**DIRECTION**
All of the data should be output character for character, except the pictures.

**INFORMATION SUPPLIED**
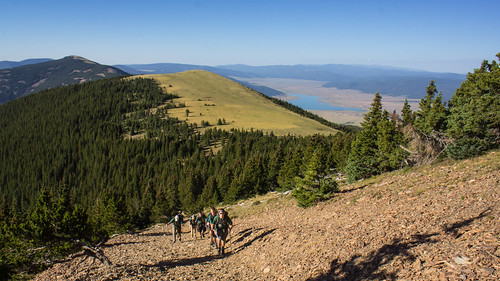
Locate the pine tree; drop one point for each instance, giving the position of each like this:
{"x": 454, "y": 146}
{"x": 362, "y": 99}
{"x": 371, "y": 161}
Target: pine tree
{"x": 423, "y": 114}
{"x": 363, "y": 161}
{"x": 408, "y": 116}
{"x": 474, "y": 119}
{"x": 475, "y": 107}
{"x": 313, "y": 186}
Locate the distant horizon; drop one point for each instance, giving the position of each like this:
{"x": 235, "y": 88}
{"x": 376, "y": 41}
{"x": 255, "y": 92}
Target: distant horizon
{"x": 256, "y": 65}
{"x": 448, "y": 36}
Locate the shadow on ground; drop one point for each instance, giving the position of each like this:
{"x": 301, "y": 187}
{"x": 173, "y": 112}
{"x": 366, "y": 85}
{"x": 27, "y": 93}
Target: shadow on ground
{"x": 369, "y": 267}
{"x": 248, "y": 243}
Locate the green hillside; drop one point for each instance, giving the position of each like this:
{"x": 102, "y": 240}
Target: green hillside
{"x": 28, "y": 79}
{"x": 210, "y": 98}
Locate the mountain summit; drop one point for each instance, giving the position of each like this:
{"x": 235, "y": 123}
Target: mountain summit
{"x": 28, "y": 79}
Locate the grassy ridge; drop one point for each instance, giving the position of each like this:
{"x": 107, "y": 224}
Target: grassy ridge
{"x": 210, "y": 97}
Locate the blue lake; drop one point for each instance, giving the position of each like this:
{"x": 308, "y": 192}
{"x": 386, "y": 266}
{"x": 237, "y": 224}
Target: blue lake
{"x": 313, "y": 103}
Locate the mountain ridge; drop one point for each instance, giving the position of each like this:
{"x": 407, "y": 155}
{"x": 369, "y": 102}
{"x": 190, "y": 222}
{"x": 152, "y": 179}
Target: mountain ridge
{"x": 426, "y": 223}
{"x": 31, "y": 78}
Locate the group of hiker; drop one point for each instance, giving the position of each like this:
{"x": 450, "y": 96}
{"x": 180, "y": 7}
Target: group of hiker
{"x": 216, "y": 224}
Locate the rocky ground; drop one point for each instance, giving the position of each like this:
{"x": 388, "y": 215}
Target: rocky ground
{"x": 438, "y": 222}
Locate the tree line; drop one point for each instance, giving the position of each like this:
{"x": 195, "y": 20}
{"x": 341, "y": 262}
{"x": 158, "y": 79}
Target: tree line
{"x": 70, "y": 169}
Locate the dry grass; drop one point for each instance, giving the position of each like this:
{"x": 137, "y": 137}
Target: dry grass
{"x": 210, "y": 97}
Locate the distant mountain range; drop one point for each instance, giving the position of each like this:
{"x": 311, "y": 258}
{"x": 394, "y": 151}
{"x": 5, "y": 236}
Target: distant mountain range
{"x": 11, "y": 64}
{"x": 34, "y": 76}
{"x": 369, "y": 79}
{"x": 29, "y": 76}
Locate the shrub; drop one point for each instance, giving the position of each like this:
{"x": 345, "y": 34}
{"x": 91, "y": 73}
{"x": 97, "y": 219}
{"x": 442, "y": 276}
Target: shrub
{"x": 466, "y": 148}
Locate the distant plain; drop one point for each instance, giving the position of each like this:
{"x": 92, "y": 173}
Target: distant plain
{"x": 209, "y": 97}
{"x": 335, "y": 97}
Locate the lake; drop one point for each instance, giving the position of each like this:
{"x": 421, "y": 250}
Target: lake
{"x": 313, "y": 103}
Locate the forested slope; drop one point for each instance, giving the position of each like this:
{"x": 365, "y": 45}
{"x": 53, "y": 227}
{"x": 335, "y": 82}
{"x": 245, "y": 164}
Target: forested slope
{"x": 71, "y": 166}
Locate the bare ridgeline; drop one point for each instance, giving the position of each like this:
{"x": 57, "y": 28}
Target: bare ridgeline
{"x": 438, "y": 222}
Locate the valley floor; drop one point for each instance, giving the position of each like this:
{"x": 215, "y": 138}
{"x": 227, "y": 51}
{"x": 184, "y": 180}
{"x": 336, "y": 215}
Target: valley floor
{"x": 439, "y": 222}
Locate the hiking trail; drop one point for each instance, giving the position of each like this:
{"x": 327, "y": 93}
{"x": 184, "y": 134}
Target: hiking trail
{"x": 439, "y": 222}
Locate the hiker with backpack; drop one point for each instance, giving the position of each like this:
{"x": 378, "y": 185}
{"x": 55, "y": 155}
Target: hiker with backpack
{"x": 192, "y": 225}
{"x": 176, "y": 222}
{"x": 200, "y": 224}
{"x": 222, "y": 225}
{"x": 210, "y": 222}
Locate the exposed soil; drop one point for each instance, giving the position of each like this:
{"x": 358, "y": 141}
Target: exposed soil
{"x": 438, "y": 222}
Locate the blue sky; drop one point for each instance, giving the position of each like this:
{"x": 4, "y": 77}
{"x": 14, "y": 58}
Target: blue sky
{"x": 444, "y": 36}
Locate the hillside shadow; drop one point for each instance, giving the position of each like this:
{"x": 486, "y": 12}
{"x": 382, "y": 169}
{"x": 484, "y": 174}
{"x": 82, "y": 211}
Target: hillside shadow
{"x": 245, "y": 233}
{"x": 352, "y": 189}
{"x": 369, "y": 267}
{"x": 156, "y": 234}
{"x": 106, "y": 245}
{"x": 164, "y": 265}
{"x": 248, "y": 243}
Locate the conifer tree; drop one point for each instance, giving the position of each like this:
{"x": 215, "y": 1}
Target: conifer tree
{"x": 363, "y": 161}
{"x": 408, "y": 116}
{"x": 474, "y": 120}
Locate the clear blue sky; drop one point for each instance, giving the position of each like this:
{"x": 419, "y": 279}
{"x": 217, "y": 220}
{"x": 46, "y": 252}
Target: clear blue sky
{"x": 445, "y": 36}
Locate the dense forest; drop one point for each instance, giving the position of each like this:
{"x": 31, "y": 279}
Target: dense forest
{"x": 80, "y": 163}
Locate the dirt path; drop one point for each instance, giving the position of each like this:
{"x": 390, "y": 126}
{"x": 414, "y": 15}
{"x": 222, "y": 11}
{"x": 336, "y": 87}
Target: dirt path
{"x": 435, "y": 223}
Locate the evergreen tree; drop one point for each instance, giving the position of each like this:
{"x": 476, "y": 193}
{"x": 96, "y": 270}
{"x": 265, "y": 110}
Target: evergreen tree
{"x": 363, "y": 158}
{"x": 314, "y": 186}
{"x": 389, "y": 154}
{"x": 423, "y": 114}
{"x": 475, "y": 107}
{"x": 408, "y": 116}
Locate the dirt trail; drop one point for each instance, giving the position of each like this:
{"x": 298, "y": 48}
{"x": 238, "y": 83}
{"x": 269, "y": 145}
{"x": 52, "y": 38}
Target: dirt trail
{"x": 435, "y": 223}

**ANSWER TO THE TASK**
Locate the pine tree; drop one point for each instance, giving the position of each like this:
{"x": 454, "y": 146}
{"x": 362, "y": 99}
{"x": 371, "y": 161}
Target: pine tree
{"x": 423, "y": 114}
{"x": 363, "y": 161}
{"x": 408, "y": 116}
{"x": 474, "y": 119}
{"x": 475, "y": 107}
{"x": 313, "y": 186}
Locate the distant horizon; drop one point for each instance, giving the position of each like this:
{"x": 235, "y": 88}
{"x": 376, "y": 41}
{"x": 255, "y": 92}
Target: distant horizon
{"x": 256, "y": 65}
{"x": 448, "y": 36}
Locate the shadow on ground; drop one point for each instance, giving the position of each like this:
{"x": 301, "y": 187}
{"x": 173, "y": 112}
{"x": 366, "y": 85}
{"x": 27, "y": 93}
Target: shadow on ground
{"x": 369, "y": 267}
{"x": 248, "y": 243}
Locate the green hillside; drop one point for each instance, giving the position of each like this:
{"x": 102, "y": 240}
Target: green hillside
{"x": 28, "y": 79}
{"x": 210, "y": 98}
Locate the mountain summit; drop one point for each instance, giving the position of each like this:
{"x": 235, "y": 123}
Target: mountain summit
{"x": 28, "y": 79}
Locate the grassy ridge; drop one point for each instance, giving the position of each like this:
{"x": 107, "y": 224}
Target: grassy ridge
{"x": 210, "y": 97}
Locate the blue lake; drop one point for each instance, giving the position of each like this:
{"x": 308, "y": 192}
{"x": 386, "y": 266}
{"x": 237, "y": 224}
Target: blue lake
{"x": 313, "y": 103}
Locate the mountain ridge; drop one point for each instance, giving the position of each like this:
{"x": 407, "y": 155}
{"x": 369, "y": 102}
{"x": 190, "y": 222}
{"x": 152, "y": 179}
Target: mountain ridge
{"x": 426, "y": 223}
{"x": 31, "y": 78}
Locate the group of hiker; drop one point for each instance, giving the position of each like this:
{"x": 450, "y": 96}
{"x": 180, "y": 7}
Target: group of hiker
{"x": 216, "y": 224}
Locate the rocky ground; drop one point for each instance, giving the position of each like this:
{"x": 388, "y": 215}
Target: rocky ground
{"x": 438, "y": 222}
Locate the tree line; drop one point for each instance, giving the position of each like this:
{"x": 195, "y": 20}
{"x": 341, "y": 262}
{"x": 158, "y": 79}
Target: tree line
{"x": 70, "y": 169}
Locate the dry grass; drop one point for each instance, giving the position of each like this:
{"x": 137, "y": 137}
Target: dry grass
{"x": 210, "y": 97}
Locate the distant mountain range; drop one point for each instance, giving the position of each like this:
{"x": 311, "y": 258}
{"x": 394, "y": 151}
{"x": 5, "y": 236}
Target: distant mountain range
{"x": 11, "y": 64}
{"x": 34, "y": 76}
{"x": 369, "y": 79}
{"x": 29, "y": 76}
Locate the shrub; drop one point for each instance, giving the position of each like this:
{"x": 345, "y": 34}
{"x": 91, "y": 73}
{"x": 97, "y": 219}
{"x": 442, "y": 276}
Target: shrub
{"x": 466, "y": 148}
Locate the distant plain; drop one point for each instance, giving the position of each like this:
{"x": 92, "y": 173}
Target: distant plain
{"x": 209, "y": 97}
{"x": 335, "y": 97}
Locate the lake; drop one point for each instance, giving the position of each like this:
{"x": 421, "y": 250}
Target: lake
{"x": 313, "y": 103}
Locate the forested slope; drop one point for each instance, giving the position of each like this:
{"x": 365, "y": 45}
{"x": 53, "y": 227}
{"x": 335, "y": 82}
{"x": 245, "y": 164}
Target: forested slope
{"x": 71, "y": 166}
Locate the bare ridgeline; drop one point for each instance, giving the position of each like this:
{"x": 57, "y": 28}
Target: bare ridgeline
{"x": 438, "y": 222}
Locate the valley floor; drop one point for each instance, giving the position of each like this:
{"x": 215, "y": 138}
{"x": 227, "y": 51}
{"x": 184, "y": 180}
{"x": 336, "y": 215}
Target: valley floor
{"x": 439, "y": 222}
Locate the hiking trail; drop one point for each instance, giving the position of each like this:
{"x": 327, "y": 93}
{"x": 184, "y": 134}
Target: hiking trail
{"x": 439, "y": 222}
Locate the hiker with backpack; drop one point for each instance, giving the position of each like this:
{"x": 378, "y": 185}
{"x": 55, "y": 155}
Target: hiker with backpack
{"x": 192, "y": 225}
{"x": 176, "y": 222}
{"x": 200, "y": 224}
{"x": 222, "y": 225}
{"x": 210, "y": 222}
Locate the exposed soil; drop one point for each instance, giving the position of each like this:
{"x": 358, "y": 141}
Target: exposed soil
{"x": 438, "y": 222}
Locate the blue sky; drop one point for each instance, giving the position of each like this:
{"x": 4, "y": 77}
{"x": 14, "y": 58}
Target: blue sky
{"x": 444, "y": 36}
Locate the hillside shadow; drop one point for each instance, giving the position of each like this:
{"x": 486, "y": 12}
{"x": 382, "y": 169}
{"x": 484, "y": 174}
{"x": 82, "y": 211}
Target: hillside shadow
{"x": 245, "y": 233}
{"x": 352, "y": 189}
{"x": 369, "y": 267}
{"x": 156, "y": 234}
{"x": 106, "y": 245}
{"x": 164, "y": 265}
{"x": 248, "y": 243}
Locate the conifer tree; drop one point for each instance, giving the position of each like this:
{"x": 215, "y": 1}
Target: conifer tree
{"x": 363, "y": 161}
{"x": 408, "y": 116}
{"x": 474, "y": 120}
Locate the clear blue sky; drop one point for each instance, giving the position of each like this:
{"x": 419, "y": 279}
{"x": 217, "y": 220}
{"x": 46, "y": 252}
Target: clear blue sky
{"x": 445, "y": 36}
Locate the dense forest; drop one point for each instance, giving the position of each like this:
{"x": 31, "y": 279}
Target: dense forest
{"x": 80, "y": 163}
Locate the dirt path; drop one point for each instance, giving the position of each like this:
{"x": 390, "y": 126}
{"x": 414, "y": 15}
{"x": 222, "y": 11}
{"x": 336, "y": 87}
Target: dirt path
{"x": 435, "y": 223}
Locate the evergreen tree; drop one point for each instance, giving the position of each like this:
{"x": 476, "y": 193}
{"x": 96, "y": 270}
{"x": 265, "y": 110}
Target: evergreen tree
{"x": 363, "y": 158}
{"x": 314, "y": 186}
{"x": 389, "y": 154}
{"x": 423, "y": 114}
{"x": 475, "y": 107}
{"x": 408, "y": 116}
Locate the dirt trail; drop one point for each instance, giving the position of each like this:
{"x": 298, "y": 48}
{"x": 238, "y": 83}
{"x": 269, "y": 145}
{"x": 52, "y": 38}
Target: dirt trail
{"x": 435, "y": 223}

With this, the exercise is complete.